The required answer is a copy of each line in the entries below that includes "instance".
Segment Open
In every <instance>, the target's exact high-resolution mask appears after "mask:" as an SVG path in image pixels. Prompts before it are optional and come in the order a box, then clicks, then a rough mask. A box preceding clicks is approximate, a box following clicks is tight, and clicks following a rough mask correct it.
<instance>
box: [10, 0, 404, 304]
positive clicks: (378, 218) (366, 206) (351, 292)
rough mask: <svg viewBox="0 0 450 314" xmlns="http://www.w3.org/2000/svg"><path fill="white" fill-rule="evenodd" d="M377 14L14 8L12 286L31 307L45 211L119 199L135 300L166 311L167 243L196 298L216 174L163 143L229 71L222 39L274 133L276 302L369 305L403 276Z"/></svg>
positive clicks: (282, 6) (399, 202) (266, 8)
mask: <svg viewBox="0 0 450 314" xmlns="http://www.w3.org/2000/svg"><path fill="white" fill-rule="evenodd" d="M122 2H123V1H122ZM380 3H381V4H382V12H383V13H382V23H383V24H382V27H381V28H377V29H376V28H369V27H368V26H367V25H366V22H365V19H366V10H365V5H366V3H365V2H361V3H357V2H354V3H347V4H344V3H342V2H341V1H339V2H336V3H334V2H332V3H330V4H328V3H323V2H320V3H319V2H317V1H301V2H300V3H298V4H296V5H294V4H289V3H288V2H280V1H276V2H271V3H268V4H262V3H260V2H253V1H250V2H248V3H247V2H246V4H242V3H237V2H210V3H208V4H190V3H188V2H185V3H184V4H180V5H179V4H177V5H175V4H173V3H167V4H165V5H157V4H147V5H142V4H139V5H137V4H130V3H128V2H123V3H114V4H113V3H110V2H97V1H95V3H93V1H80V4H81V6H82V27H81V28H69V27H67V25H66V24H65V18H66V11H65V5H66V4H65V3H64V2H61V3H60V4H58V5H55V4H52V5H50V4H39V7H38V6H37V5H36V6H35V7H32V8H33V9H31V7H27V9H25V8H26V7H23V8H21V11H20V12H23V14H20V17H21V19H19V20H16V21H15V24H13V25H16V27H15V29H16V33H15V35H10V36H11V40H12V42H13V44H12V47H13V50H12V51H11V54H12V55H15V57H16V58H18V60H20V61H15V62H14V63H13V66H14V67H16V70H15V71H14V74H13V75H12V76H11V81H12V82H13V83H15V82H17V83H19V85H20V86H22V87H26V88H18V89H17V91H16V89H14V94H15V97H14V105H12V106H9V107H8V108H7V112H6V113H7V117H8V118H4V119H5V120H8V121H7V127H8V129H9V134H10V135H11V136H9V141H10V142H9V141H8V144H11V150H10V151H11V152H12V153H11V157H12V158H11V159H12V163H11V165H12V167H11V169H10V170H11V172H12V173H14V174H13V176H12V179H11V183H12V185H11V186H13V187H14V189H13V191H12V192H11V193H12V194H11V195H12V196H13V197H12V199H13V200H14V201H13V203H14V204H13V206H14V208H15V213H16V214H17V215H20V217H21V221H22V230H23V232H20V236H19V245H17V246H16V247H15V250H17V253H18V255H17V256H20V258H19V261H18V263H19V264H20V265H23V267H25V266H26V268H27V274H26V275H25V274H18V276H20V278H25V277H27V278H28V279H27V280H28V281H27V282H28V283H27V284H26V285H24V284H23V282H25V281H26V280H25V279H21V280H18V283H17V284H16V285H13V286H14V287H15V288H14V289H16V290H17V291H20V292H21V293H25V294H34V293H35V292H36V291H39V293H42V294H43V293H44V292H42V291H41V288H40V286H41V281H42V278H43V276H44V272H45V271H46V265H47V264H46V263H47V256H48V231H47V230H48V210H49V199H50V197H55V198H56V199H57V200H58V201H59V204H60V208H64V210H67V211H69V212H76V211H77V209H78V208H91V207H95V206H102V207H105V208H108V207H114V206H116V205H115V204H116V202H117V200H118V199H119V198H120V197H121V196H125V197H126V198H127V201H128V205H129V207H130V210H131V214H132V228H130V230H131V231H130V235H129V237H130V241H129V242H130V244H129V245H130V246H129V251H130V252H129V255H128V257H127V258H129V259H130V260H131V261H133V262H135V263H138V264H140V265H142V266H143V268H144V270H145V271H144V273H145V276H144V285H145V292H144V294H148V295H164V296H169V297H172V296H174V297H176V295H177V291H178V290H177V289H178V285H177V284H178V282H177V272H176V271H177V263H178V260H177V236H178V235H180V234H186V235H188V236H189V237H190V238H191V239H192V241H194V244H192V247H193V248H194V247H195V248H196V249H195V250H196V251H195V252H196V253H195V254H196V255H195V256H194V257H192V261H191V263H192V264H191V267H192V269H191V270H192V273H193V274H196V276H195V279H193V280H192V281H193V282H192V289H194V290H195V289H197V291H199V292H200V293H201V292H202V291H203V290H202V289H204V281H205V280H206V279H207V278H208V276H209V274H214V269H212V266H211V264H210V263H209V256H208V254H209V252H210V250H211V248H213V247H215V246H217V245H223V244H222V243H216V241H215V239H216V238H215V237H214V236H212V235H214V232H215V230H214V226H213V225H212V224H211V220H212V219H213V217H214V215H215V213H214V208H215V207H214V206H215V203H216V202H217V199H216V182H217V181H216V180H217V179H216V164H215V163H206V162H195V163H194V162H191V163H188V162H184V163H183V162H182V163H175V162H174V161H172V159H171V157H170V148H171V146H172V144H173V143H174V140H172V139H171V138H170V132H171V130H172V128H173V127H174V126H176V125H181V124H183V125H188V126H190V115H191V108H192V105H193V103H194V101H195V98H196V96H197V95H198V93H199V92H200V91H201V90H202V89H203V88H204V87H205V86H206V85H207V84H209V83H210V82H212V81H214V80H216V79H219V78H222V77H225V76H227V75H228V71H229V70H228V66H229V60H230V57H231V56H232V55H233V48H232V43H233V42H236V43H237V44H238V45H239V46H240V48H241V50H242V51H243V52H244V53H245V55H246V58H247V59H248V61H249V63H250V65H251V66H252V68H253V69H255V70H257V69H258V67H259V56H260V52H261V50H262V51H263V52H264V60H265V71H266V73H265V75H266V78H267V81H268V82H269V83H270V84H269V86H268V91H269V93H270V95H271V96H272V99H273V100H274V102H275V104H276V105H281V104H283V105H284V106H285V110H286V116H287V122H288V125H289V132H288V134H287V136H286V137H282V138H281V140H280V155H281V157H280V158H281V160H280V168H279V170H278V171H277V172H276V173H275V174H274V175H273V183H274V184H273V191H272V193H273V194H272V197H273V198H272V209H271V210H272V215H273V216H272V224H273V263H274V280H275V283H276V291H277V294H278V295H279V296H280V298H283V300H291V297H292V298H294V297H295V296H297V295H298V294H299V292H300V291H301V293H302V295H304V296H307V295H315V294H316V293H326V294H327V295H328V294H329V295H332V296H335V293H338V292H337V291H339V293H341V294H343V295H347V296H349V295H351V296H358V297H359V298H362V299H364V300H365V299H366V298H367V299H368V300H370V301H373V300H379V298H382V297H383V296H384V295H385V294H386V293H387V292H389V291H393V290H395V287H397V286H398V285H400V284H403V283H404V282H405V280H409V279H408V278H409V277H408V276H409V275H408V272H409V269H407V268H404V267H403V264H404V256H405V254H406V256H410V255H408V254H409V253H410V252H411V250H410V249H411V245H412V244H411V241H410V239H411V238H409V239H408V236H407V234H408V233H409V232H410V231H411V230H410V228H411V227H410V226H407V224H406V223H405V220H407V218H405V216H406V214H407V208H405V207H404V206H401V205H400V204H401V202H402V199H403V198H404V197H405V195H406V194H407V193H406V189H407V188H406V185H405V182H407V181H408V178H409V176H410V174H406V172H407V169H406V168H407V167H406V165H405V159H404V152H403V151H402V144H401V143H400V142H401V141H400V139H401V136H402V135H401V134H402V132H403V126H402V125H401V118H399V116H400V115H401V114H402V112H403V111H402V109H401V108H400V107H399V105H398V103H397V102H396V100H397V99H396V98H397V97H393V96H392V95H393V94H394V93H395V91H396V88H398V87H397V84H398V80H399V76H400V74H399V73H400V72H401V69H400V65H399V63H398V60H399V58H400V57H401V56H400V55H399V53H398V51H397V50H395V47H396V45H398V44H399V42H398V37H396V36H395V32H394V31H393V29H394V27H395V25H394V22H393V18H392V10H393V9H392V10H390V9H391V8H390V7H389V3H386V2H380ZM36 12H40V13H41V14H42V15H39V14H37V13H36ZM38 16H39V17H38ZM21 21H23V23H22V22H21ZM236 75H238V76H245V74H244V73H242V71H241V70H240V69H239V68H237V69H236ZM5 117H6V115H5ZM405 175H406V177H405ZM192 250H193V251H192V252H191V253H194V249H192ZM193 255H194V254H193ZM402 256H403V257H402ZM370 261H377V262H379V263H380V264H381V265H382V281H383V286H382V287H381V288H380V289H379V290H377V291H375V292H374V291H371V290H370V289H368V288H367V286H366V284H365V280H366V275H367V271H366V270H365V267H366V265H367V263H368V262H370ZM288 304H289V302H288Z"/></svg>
Segment Closed
SOLUTION TO THIS EXERCISE.
In every <instance>, the target's exact high-resolution mask appears after "mask:" as an SVG path in image pixels. Prompts before it are optional and come in the order a box, then clicks, then a rough mask. A box preceding clicks is approximate, a box following clicks is tight, and clicks following a rough mask correct it.
<instance>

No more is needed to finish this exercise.